GOAL
Copy each of the following records character for character, with no changes.

# START OF DATA SHOWN

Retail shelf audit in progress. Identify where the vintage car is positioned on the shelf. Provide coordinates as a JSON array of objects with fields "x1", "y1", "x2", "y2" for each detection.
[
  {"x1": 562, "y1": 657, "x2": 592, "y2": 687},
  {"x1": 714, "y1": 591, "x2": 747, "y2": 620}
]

# END OF DATA SHOWN

EXERCISE RESULT
Retail shelf audit in progress. Identify where the vintage car is positioned on the shelf. Provide coordinates as a JSON array of objects with fields "x1", "y1", "x2", "y2" for each detection.
[
  {"x1": 562, "y1": 657, "x2": 592, "y2": 687},
  {"x1": 714, "y1": 591, "x2": 747, "y2": 620}
]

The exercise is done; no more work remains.